Written problem: Every line from the line containing "Note: indicate every instance of the distant mountain" through the final line of the data is to be printed exactly; no other line is to appear.

Data for the task:
* * * * * * *

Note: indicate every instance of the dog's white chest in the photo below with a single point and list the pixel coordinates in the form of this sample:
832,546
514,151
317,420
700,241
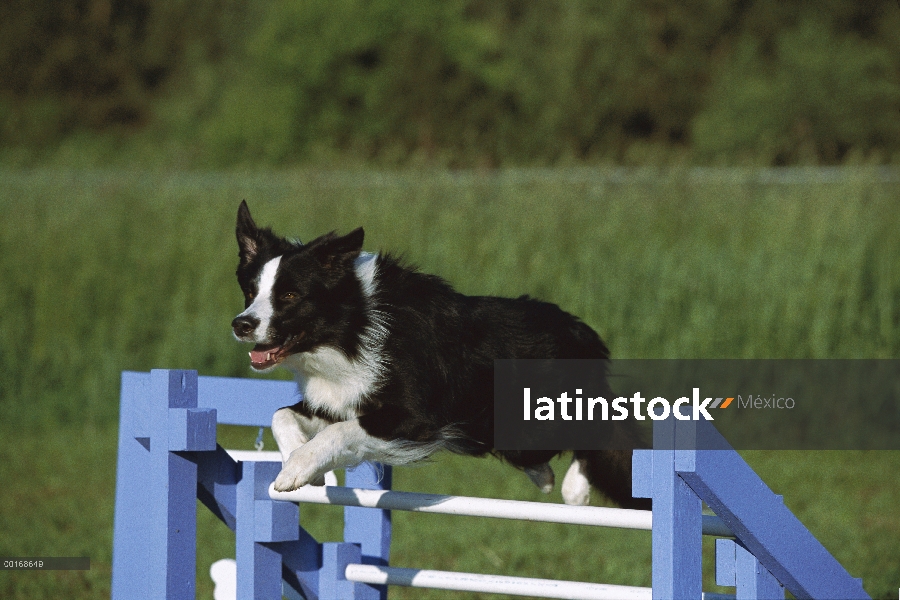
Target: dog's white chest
332,383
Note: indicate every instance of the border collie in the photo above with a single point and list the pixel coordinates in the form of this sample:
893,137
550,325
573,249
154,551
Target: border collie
394,365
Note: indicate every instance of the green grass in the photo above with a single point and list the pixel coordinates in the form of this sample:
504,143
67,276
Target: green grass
106,271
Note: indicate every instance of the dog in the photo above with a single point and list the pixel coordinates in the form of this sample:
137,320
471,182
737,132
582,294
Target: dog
394,365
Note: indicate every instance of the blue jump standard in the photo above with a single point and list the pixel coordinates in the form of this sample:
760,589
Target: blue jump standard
168,458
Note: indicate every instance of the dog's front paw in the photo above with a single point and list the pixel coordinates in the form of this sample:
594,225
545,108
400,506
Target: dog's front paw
293,475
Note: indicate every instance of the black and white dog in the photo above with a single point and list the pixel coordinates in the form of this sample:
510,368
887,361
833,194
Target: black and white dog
394,365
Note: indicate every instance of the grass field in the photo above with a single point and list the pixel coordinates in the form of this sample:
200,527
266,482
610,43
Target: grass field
106,271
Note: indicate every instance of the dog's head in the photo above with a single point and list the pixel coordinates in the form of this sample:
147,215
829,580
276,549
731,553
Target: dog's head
297,297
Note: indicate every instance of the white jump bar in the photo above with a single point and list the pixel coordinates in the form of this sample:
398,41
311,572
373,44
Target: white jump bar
484,507
494,584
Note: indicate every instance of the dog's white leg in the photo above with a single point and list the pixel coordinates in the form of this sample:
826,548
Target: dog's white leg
541,476
342,444
576,489
291,430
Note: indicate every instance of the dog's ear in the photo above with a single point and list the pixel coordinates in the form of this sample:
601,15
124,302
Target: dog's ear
247,234
333,251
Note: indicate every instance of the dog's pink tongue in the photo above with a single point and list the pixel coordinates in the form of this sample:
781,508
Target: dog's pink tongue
263,356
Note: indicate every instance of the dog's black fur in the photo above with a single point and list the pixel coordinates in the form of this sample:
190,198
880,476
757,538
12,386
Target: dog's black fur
434,349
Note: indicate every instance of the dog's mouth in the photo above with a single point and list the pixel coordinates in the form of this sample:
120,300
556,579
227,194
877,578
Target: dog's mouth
265,356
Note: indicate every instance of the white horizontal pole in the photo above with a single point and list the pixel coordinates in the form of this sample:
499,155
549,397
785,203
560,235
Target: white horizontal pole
494,584
254,455
483,507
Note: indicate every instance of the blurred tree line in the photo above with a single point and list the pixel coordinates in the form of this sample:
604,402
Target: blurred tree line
460,82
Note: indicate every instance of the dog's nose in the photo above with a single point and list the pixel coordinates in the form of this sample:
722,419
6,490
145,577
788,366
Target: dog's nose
244,325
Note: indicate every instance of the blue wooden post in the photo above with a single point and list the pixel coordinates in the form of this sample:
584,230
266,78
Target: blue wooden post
677,536
176,424
370,528
737,567
131,526
259,522
759,518
156,489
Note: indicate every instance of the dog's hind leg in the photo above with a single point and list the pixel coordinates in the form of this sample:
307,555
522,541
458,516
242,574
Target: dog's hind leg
542,476
607,470
576,488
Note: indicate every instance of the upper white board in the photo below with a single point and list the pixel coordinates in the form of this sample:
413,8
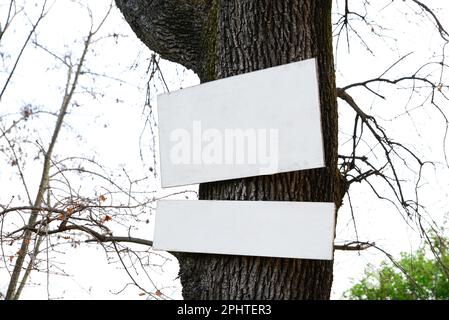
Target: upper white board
263,122
284,229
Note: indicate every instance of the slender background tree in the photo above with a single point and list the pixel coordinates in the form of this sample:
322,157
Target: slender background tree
218,39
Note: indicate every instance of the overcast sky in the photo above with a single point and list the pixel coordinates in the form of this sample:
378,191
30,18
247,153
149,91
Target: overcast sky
109,125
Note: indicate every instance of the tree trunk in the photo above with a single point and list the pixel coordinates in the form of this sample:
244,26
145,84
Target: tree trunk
239,36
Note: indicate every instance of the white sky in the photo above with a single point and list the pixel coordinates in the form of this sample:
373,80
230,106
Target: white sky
109,128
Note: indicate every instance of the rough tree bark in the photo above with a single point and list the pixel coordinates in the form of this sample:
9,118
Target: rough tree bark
222,38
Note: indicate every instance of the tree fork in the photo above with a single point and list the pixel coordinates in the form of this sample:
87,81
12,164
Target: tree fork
233,37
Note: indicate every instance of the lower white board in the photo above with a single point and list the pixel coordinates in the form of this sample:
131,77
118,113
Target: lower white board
303,230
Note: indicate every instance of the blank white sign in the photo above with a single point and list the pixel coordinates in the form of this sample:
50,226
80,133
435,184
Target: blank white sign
303,230
263,122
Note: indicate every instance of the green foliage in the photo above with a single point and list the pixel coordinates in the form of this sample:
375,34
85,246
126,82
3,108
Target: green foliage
424,276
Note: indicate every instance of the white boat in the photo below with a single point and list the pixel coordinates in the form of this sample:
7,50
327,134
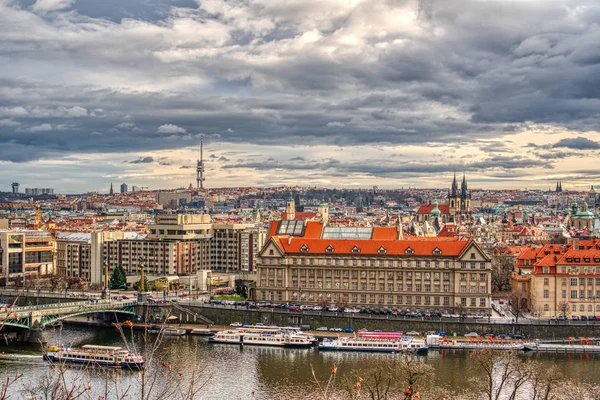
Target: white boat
359,344
109,356
561,348
258,338
201,332
169,331
386,342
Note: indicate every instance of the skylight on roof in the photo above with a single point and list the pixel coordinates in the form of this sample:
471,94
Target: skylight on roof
352,233
292,228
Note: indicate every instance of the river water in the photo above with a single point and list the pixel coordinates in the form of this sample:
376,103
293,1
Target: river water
231,372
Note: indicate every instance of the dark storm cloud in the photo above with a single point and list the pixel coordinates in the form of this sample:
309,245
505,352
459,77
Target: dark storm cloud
142,160
577,143
106,76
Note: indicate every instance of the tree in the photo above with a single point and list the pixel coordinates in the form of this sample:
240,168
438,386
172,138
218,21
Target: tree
563,309
502,267
118,279
517,303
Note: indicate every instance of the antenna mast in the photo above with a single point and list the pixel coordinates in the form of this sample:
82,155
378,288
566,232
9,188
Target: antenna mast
200,166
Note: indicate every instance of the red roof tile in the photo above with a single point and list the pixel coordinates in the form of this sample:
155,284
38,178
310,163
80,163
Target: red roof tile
427,208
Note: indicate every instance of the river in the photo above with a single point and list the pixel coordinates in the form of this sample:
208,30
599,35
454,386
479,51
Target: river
231,372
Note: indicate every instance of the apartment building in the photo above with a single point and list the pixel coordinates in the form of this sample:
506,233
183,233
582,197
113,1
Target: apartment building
81,254
25,253
234,247
560,279
307,262
177,244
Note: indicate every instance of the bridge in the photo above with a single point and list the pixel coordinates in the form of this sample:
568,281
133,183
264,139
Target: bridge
36,318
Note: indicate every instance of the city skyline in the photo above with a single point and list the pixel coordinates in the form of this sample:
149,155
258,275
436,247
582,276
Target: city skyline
327,94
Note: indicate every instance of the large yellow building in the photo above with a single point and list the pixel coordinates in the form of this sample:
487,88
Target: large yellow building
307,262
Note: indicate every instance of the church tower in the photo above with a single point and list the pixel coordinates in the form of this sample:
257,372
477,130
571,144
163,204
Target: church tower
290,210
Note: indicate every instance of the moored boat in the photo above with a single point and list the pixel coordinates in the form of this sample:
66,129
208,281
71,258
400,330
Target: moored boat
261,338
201,332
109,356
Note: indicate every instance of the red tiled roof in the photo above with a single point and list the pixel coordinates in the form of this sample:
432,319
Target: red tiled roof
385,233
313,229
300,215
427,208
392,247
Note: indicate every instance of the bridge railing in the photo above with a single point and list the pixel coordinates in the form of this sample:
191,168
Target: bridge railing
62,307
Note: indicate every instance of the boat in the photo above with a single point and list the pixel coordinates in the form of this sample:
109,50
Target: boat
561,348
109,356
201,332
436,342
261,338
386,342
169,331
358,344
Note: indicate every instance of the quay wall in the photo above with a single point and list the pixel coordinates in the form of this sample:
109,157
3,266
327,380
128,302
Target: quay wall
225,316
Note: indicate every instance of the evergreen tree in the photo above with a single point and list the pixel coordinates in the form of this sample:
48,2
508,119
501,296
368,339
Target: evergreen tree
136,286
118,280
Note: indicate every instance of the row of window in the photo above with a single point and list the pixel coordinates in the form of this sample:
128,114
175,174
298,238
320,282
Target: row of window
376,299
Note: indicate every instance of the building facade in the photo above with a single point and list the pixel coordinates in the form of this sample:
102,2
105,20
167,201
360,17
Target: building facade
561,279
305,262
26,254
234,247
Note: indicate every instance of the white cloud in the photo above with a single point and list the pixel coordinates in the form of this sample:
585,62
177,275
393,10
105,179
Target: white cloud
43,6
9,122
41,128
170,128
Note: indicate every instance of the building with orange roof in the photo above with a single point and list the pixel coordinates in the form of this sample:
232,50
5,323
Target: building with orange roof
561,279
308,262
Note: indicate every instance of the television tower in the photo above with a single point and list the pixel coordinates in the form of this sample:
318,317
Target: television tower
200,167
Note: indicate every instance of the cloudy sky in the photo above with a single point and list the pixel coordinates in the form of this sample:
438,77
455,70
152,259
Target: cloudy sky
339,93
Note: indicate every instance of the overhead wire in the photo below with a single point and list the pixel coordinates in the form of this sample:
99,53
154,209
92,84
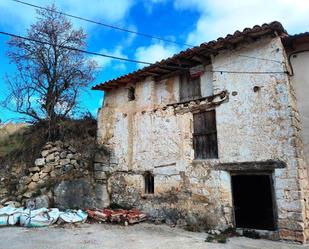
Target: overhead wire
132,60
151,36
104,24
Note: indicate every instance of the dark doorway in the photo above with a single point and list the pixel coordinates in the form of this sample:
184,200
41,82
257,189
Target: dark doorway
253,201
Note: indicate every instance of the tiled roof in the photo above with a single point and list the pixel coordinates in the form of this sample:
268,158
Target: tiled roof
194,56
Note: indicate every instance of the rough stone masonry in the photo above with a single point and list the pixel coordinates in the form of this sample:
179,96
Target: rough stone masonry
258,132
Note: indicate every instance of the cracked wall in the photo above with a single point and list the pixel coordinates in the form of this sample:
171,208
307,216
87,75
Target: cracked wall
254,124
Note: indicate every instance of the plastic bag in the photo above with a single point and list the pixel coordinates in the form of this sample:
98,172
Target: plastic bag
10,215
73,216
39,217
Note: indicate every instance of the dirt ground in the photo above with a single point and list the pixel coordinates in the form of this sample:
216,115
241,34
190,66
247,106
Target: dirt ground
94,236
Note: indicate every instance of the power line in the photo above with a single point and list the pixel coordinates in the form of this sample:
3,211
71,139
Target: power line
127,30
104,24
135,61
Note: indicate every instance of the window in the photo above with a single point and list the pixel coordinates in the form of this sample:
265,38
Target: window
131,93
149,183
190,87
205,135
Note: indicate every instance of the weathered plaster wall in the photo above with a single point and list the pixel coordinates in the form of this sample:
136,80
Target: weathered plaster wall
144,135
300,81
300,91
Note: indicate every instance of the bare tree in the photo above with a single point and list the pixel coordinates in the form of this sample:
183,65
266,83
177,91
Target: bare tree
49,77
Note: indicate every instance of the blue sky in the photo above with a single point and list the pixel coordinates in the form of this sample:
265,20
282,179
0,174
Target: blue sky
184,21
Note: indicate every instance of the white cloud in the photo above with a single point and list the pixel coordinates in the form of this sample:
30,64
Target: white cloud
155,52
18,16
105,62
220,17
151,3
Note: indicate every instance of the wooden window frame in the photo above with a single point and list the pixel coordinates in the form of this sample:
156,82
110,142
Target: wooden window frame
205,142
189,89
131,93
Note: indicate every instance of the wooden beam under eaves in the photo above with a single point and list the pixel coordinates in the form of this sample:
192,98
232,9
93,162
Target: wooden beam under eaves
169,75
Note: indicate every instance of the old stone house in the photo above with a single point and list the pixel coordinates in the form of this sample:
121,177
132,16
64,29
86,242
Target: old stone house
212,137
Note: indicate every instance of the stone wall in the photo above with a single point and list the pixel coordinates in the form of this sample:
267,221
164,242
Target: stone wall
255,124
60,178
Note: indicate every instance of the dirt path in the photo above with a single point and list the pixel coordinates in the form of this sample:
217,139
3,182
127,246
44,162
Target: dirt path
140,236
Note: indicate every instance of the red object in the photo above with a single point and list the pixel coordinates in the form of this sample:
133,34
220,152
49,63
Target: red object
118,216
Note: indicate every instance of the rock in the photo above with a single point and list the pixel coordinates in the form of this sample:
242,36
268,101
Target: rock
72,194
41,201
28,194
4,200
13,204
44,153
48,146
32,186
47,169
102,196
53,174
43,175
70,156
74,162
68,168
25,180
64,161
50,158
101,157
63,154
72,149
34,169
35,177
100,175
41,182
39,162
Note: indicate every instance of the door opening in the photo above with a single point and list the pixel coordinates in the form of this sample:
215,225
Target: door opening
253,201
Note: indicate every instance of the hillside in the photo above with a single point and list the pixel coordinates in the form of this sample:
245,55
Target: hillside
10,137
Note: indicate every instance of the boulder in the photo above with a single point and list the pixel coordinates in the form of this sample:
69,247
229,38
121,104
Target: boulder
41,201
47,169
64,161
28,194
34,169
44,153
100,175
32,186
50,158
39,162
74,194
63,154
35,177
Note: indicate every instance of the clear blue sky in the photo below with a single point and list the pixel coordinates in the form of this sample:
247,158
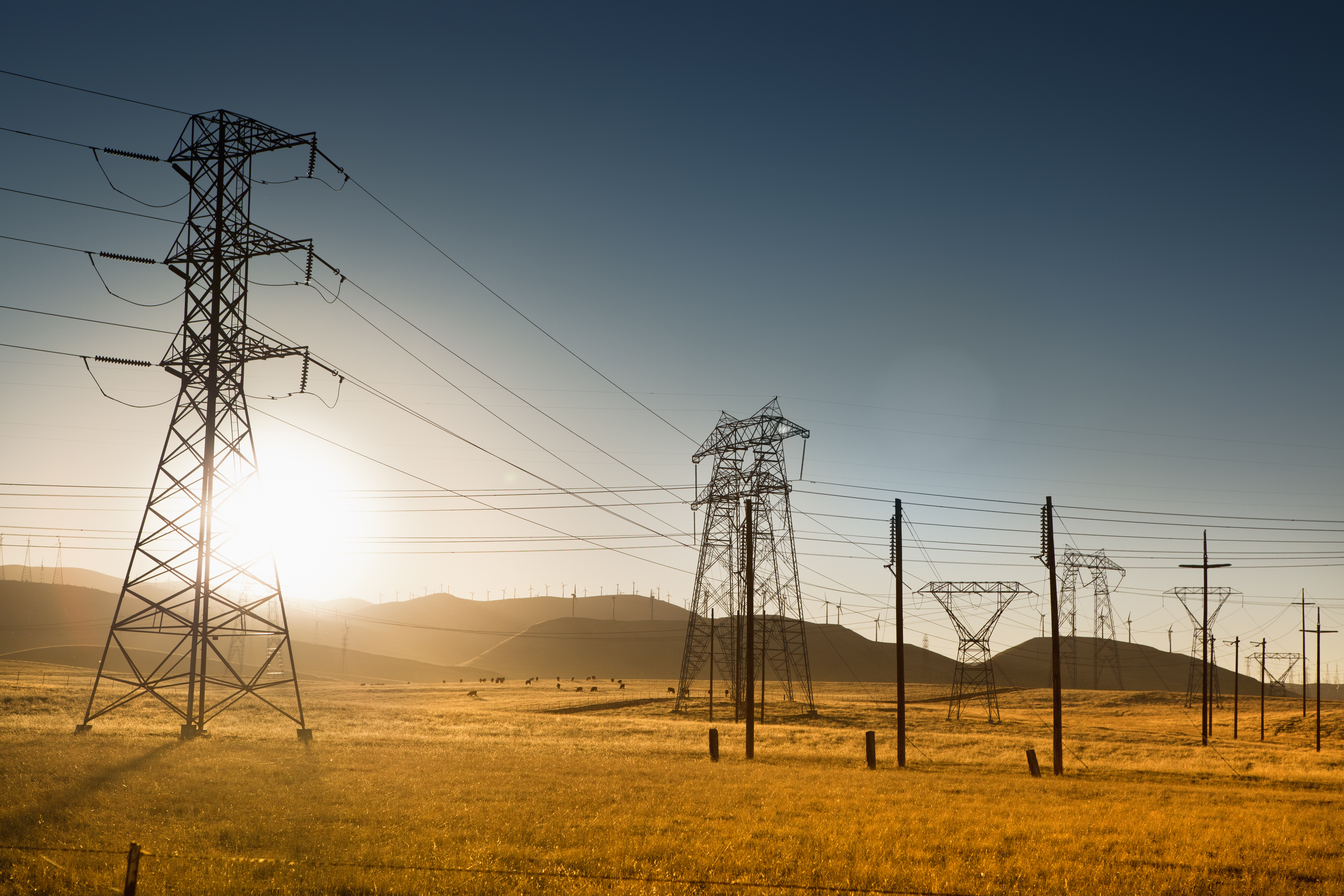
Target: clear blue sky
995,252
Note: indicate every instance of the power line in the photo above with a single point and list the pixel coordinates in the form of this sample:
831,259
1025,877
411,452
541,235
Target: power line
459,495
33,242
97,93
470,364
120,212
471,398
465,441
87,320
432,245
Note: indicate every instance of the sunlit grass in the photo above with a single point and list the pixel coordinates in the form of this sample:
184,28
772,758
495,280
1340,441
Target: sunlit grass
427,776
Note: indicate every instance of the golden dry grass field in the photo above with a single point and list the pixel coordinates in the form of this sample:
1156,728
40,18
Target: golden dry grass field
428,777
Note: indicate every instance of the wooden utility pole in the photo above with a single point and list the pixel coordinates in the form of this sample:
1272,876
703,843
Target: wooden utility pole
1304,604
1319,633
897,567
1047,534
750,647
1237,666
1263,687
1206,710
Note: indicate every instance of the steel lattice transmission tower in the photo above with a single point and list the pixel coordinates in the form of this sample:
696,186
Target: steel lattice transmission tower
975,674
780,644
1193,686
199,571
1279,684
1080,570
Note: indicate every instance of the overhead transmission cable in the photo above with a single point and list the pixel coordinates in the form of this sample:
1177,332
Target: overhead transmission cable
468,498
480,448
417,328
483,406
97,93
511,307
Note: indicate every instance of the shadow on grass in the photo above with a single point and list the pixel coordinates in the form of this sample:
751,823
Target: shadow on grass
17,825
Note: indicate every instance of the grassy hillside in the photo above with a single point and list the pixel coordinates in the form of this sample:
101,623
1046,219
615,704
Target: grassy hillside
421,789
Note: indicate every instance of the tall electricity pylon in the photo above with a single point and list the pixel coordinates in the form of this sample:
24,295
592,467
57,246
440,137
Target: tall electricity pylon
1105,649
199,571
974,678
1186,594
781,644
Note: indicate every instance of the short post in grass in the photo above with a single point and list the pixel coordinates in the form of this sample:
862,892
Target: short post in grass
132,870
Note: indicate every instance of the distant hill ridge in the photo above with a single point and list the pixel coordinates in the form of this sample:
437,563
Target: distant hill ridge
550,636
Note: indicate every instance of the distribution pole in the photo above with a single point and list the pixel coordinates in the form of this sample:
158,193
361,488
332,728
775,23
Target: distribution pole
1304,604
1264,641
1319,633
897,567
1047,534
197,542
749,667
1206,715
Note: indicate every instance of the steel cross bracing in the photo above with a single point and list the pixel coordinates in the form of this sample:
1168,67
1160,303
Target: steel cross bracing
748,464
974,676
201,571
1073,565
1279,684
1197,593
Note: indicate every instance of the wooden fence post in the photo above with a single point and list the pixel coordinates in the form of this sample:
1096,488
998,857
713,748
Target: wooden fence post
132,870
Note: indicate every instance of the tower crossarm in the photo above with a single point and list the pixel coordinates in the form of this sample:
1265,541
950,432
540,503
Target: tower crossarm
765,429
1187,593
1097,562
1003,593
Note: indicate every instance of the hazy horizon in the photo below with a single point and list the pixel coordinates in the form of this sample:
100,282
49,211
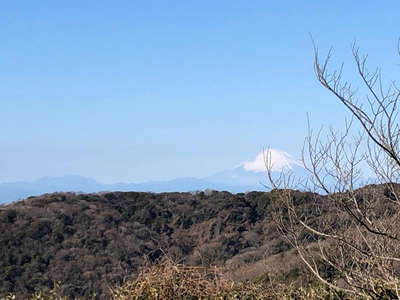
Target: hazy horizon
135,92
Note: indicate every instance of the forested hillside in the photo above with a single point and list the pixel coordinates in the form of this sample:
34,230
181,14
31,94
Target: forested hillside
89,242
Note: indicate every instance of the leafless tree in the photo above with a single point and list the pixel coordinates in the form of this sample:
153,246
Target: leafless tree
349,227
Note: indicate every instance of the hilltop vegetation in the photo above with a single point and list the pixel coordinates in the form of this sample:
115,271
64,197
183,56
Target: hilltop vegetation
89,242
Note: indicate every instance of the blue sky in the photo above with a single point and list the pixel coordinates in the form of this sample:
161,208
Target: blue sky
149,90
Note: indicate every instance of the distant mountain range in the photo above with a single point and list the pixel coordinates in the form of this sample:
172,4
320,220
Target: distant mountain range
250,176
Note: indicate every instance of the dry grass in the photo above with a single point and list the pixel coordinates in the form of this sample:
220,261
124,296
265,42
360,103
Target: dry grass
168,280
171,281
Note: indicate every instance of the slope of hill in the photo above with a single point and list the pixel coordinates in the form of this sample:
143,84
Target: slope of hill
89,241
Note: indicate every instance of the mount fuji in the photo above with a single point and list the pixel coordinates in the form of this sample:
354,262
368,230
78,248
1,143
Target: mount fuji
248,176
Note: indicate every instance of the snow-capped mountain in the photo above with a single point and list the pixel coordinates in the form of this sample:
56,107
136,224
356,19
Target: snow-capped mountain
248,176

* * * * * * *

Complete answer:
Note: indicate every instance of the distant mountain range in the photo above with a single point and list the pixel coordinates in the form of this sample:
172,4
320,220
Target: distant mountain range
250,176
Note: indicate every instance of the dry grass in the photo above with a single point and list the pixel coordinates in the form of this sample:
220,261
124,296
265,42
360,103
Target: dry grass
168,280
171,281
Note: indicate every instance of the slope of hill in the photo above with a single point and list the pixel coordinates in the form of this sample:
143,84
Target: slope of hill
89,241
Note: indicate every instance of the mount fuji in the photo above with a single point and list the pixel coordinates in the form of this sample:
354,262
368,230
78,248
1,143
Target: mount fuji
248,176
Note: indicate every instance of the snow-capped mountain in the photo above with a single point and list the pixel coordinates in the form of this sample:
56,107
136,224
356,19
Target: snow-capped mountain
248,176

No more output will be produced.